▶ To do:
Once you have counted the lines below that contain "sign", give that number and nothing else.

*** Opening of Extracted information ***

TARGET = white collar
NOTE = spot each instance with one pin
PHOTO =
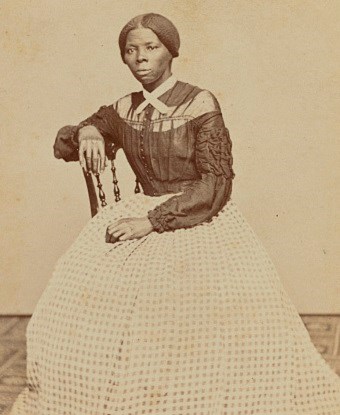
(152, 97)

*** Close of Extracted information ***
*** Opening of Extracted information ***

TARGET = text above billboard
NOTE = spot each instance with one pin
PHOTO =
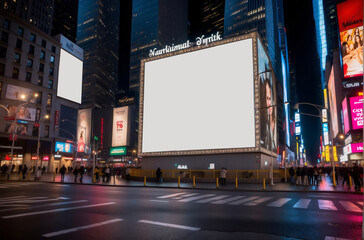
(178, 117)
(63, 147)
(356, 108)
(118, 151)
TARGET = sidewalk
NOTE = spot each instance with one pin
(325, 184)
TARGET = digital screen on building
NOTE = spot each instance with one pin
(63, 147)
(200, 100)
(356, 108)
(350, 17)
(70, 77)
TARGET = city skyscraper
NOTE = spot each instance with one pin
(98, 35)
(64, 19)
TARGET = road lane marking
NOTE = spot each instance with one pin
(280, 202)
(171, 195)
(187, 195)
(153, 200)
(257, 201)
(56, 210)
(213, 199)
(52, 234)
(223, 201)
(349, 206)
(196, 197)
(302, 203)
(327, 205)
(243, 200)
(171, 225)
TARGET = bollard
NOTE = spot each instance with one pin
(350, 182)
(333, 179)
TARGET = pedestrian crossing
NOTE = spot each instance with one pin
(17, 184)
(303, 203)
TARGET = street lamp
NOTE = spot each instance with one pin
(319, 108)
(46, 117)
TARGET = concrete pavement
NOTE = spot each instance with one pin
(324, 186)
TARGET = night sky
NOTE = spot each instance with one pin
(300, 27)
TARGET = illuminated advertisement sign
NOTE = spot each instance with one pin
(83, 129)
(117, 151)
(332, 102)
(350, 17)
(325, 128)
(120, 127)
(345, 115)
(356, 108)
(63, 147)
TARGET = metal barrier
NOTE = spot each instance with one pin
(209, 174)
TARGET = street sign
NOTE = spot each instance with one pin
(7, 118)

*** Close of Extracted information ***
*** Opening of Extracted information ***

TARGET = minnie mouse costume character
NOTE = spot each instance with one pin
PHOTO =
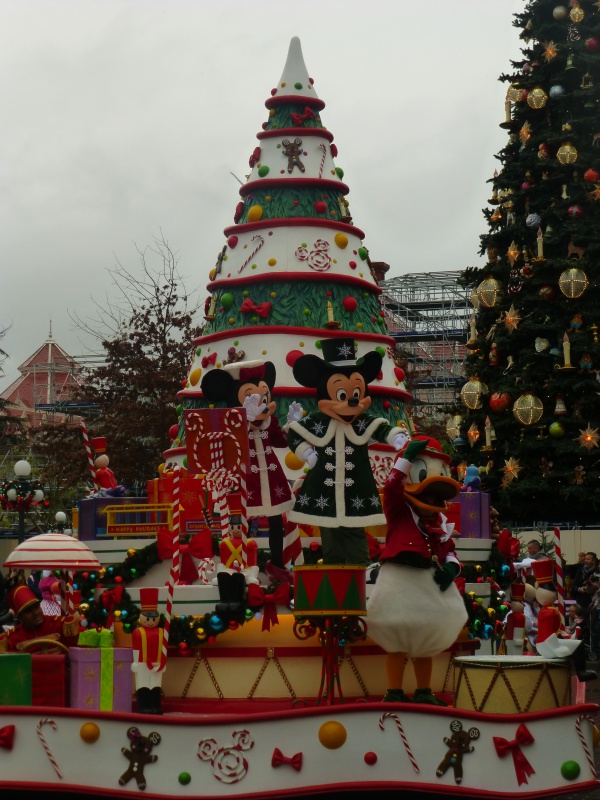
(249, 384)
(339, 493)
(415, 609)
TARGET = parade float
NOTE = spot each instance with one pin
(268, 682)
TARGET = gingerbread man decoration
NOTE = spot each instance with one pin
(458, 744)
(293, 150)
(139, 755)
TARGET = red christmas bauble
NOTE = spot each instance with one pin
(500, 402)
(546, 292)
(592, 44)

*** Close of Extracted information ***

▶ Answer section:
2